Give the lines below again exactly, starting with the line that holds "Where in the scene above is the window pane?" and going on through the line that holds "Where in the scene above is the green wall".

── SUPPLIED DATA

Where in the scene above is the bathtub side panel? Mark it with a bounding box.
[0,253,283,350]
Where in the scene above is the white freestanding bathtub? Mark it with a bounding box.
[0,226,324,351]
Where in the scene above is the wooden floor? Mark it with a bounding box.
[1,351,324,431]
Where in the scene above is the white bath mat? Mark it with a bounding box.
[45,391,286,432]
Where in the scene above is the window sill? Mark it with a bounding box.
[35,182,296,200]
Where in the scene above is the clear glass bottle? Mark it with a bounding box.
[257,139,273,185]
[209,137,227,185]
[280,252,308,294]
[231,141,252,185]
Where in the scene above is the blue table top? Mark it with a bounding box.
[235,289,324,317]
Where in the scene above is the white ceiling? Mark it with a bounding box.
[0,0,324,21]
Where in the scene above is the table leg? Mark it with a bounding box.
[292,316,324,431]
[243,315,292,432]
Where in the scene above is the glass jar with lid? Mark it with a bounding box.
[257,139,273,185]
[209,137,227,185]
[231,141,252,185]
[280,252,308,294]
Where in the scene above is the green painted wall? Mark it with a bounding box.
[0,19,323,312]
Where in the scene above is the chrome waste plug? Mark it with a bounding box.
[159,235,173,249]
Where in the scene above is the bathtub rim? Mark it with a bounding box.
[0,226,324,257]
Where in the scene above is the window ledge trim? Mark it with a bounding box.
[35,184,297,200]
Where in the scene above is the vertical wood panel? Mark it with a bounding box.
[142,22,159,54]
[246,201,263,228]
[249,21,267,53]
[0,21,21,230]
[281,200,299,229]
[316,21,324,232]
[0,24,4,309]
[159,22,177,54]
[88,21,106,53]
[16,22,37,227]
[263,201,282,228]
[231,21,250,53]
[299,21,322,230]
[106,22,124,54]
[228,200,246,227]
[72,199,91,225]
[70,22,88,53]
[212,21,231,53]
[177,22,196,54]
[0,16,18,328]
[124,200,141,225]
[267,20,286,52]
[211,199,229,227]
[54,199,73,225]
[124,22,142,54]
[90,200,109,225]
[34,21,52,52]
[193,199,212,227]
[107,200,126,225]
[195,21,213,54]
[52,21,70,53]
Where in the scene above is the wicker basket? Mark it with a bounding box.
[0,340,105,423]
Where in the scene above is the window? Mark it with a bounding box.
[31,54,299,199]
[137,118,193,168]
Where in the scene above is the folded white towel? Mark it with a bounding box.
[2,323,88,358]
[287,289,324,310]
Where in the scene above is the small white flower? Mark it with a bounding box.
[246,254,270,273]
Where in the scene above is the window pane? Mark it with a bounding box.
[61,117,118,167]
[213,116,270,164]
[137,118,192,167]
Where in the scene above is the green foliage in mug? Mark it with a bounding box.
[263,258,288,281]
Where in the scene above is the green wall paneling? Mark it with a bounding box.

────
── SUPPLIED DATA

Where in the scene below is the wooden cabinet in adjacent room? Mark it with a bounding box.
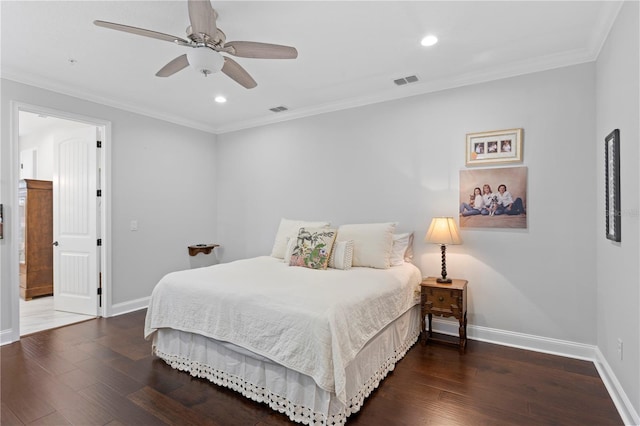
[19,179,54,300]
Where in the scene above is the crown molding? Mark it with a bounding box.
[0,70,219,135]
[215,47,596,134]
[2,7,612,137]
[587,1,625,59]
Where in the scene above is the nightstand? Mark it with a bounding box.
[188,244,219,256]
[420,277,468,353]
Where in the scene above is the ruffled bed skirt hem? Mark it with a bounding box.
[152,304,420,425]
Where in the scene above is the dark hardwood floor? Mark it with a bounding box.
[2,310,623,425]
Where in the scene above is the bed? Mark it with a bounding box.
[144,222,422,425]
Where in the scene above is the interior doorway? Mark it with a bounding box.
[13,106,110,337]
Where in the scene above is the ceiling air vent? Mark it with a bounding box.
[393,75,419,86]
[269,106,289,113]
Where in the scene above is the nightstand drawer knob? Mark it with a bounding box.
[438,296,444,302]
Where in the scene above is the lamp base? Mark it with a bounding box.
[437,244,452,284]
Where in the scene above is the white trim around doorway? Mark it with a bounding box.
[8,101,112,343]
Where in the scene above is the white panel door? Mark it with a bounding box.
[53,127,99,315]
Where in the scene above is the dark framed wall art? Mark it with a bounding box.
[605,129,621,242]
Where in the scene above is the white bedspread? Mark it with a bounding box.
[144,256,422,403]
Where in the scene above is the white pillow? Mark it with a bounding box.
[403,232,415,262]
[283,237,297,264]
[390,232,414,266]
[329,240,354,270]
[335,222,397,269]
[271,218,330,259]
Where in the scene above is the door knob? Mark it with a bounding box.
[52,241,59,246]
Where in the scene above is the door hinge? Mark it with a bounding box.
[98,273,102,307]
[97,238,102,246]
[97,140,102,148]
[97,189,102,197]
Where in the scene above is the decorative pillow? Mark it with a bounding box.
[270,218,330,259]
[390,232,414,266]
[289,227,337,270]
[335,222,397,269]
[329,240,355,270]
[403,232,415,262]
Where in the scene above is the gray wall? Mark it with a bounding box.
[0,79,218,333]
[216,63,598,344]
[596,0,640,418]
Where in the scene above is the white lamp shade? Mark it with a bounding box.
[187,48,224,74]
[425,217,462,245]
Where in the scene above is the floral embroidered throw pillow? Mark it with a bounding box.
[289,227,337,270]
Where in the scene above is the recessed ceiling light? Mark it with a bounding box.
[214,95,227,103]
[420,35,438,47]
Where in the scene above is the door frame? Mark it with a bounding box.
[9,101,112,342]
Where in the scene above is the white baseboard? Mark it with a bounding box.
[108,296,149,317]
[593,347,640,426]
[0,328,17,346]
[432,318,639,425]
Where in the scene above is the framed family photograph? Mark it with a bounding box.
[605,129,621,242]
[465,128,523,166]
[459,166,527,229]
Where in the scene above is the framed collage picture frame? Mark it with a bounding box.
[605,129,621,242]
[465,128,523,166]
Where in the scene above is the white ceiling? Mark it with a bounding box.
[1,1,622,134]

────

> _ANSWER FOR THIS EXERCISE_
Where in the scene above is the window pane? Mark it with a bounding box.
[61,117,118,167]
[213,116,270,164]
[137,118,192,167]
Where in the scene above is the green foliage in mug? Mark it with a bounding box.
[263,258,288,281]
Where in the scene above is the green wall paneling? Mark it with a bounding box.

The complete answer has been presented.